▶ **WORK TO BE COMPLETED**
Provide an exact transcription of all the records.

BEGIN PROVIDED ENTRIES

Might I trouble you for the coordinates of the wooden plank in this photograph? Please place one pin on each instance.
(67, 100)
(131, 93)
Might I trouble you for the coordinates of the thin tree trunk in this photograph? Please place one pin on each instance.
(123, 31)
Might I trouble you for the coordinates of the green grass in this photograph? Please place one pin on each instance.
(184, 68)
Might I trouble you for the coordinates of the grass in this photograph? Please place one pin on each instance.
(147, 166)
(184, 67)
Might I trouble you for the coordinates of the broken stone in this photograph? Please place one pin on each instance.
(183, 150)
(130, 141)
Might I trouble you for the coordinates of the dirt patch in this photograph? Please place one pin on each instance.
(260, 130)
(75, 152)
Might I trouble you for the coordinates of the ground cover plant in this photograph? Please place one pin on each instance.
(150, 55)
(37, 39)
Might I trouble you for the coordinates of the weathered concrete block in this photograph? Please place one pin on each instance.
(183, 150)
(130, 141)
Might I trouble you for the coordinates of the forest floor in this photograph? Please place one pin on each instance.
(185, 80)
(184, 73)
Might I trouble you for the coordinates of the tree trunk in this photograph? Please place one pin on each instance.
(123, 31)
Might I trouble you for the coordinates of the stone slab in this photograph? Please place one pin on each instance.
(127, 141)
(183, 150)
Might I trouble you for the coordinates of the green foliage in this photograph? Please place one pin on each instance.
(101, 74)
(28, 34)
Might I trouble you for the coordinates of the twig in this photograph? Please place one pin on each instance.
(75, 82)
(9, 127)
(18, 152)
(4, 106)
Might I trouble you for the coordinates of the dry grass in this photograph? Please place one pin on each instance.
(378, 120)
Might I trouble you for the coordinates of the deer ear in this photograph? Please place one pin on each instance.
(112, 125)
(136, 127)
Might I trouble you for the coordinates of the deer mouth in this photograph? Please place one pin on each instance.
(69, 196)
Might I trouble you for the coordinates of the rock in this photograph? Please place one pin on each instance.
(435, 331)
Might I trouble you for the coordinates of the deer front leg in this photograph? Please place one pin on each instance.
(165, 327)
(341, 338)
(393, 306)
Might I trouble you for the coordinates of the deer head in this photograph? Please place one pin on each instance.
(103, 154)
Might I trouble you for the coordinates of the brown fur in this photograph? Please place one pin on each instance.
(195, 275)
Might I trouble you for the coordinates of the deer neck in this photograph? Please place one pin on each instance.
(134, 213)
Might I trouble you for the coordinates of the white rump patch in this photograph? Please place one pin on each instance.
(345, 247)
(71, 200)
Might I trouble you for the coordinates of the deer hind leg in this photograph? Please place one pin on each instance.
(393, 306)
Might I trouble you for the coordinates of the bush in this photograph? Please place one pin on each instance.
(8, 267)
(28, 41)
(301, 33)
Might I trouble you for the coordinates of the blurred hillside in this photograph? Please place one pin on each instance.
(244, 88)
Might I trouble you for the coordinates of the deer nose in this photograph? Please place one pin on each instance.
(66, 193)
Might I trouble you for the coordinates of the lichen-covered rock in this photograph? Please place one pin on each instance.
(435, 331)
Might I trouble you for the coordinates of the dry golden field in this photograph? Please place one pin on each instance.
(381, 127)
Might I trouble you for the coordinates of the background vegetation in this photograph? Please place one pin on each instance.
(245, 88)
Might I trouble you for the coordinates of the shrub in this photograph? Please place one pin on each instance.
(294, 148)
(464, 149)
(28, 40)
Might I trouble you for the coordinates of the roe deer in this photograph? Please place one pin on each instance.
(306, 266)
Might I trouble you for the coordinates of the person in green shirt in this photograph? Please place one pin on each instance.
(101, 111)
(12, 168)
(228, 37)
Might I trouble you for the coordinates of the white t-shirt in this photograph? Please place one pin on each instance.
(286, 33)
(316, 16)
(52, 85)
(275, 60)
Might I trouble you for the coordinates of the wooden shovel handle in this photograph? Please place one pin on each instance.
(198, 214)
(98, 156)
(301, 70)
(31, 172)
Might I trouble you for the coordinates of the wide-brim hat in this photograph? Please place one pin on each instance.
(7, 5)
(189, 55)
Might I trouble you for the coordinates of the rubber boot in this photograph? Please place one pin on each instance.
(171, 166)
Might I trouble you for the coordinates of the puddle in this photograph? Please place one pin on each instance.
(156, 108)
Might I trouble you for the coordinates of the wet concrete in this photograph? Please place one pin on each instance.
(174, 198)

END PROVIDED ENTRIES

▶ **TASK RESPONSE**
Might I trouble you for the coordinates of the wooden plank in this photograph? Please place one pin on each instance.
(67, 100)
(131, 93)
Might I trouble you for the coordinates of the thin tree trunk in this photograph? Please place one pin on each instance.
(123, 31)
Might I trouble you for the coordinates of the green grass in this photograph? Please place one pin on each instance.
(184, 68)
Might I trouble you for the coordinates of the grass in this photograph? Please place one pin on each instance.
(147, 166)
(184, 67)
Might I trouble you for the coordinates of the broken stone in this photograph? Please place one pin on each instance.
(183, 150)
(130, 141)
Might I trouble you for the coordinates of the dirt patch in this photograph? Please place one pin on each instance.
(260, 130)
(75, 152)
Might I trouble you for the coordinates of the ground cover plant in this photograph? Please place one pin on each instance.
(150, 55)
(37, 39)
Might I trouble you for the coordinates of the weathered concrete block in this photograph? Please place one pin on each instance.
(183, 150)
(130, 141)
Might I trouble you for the coordinates of the forest floor in this photograph? Please place one pin on each instance.
(185, 80)
(184, 73)
Might I trouble you for the coordinates of the tree trunk in this photograph? Please place one pin on each instance.
(123, 31)
Might I trouble you for the coordinates of the stone slab in this photograph? Please place one pin on each instance.
(127, 141)
(183, 150)
Might I trouble you for the coordinates of the green foliage in this photograph? Please place one pin on each instance.
(101, 74)
(28, 34)
Might I trouble you for the coordinates of the twig in this photograph? Please place one pin on each instance.
(75, 82)
(9, 127)
(18, 152)
(4, 106)
Might I trouble you for the coordinates of the dry grass in this photograph? Please place one pin on each instance.
(378, 120)
Might I trouble you for the coordinates of the deer ear in this photograph? Please place one pin on each instance.
(112, 125)
(136, 127)
Might I trouble you for the coordinates of the deer mouth in this photograph? Please place one pin on each instance.
(69, 196)
Might I trouble you for the coordinates of the rock in this photograph? Please place one pin on each instance.
(435, 331)
Might I trouble you for the coordinates of the deer front leg in this photograph? Please place one pin on each instance.
(165, 327)
(341, 338)
(393, 306)
Might I trouble you for the coordinates of the deer head in this photograph? Please place one pin on each instance.
(103, 154)
Might I trouble you for the coordinates of the brown fur in this photograph? Please place one pin on each instance.
(195, 275)
Might I trouble you for the coordinates of the deer neck in this photograph? Please place one pin on each instance.
(134, 213)
Might I trouble you for the coordinates of the white rump patch in this photograph? Please place one pin on each instance.
(345, 247)
(71, 200)
Might I trouble you for the coordinates of the deer hind leg in this photograph? Please place one pin on each instance.
(393, 306)
Might I trouble you for the coordinates of the bush in this photograph? Please place one pin on each instance.
(8, 267)
(28, 41)
(301, 33)
Might I trouble you for the coordinates of the blurred hillside in this photograph? Please place one pin on each instance.
(244, 88)
Might I trouble you for the coordinates of the deer nose in this photograph? Please place one pin on each instance.
(66, 193)
Might I trouble you for the coordinates of the lichen-covered rock in this photograph? Please place one pin on each instance.
(435, 331)
Might I trouble you for the coordinates of the dry golden field in this photograph? Please place one pin on each instance.
(381, 127)
Might I trouble you for the coordinates of the background vegetation in this photograph? Please place one pin on each instance.
(245, 88)
Might I trouble you for the coordinates of the shrub in this photograph? Please place one pin on each instance.
(294, 148)
(464, 149)
(28, 40)
Might I trouble you for the coordinates of the roe deer in this photograph? Please place one pin on each instance.
(306, 266)
Might I trouble you for the coordinates of the person in green shirt in this photograph? Please place one pin on each instance.
(101, 111)
(12, 168)
(228, 37)
Might I trouble you for the coordinates of the white t-shirt in this photograph? Please place one pin on each instance.
(286, 33)
(316, 16)
(52, 85)
(275, 60)
Might I trouble you for the coordinates of the wooden shovel handle in this photograph? Please place one pin on each instance.
(198, 214)
(98, 156)
(301, 70)
(31, 172)
Might I trouble you for the coordinates of the wide-brim hat in this photograph? Please place one pin on each instance.
(7, 5)
(189, 55)
Might I trouble you for the coordinates of the rubber boot in this photograph? Please place one pin on each instance.
(171, 166)
Might I trouble you for the coordinates of the puddle in this photograph? Please place one pin on each instance.
(156, 108)
Might I trouble you for the coordinates of the wet concrete in this photograph? Please place one pin on each instance.
(174, 198)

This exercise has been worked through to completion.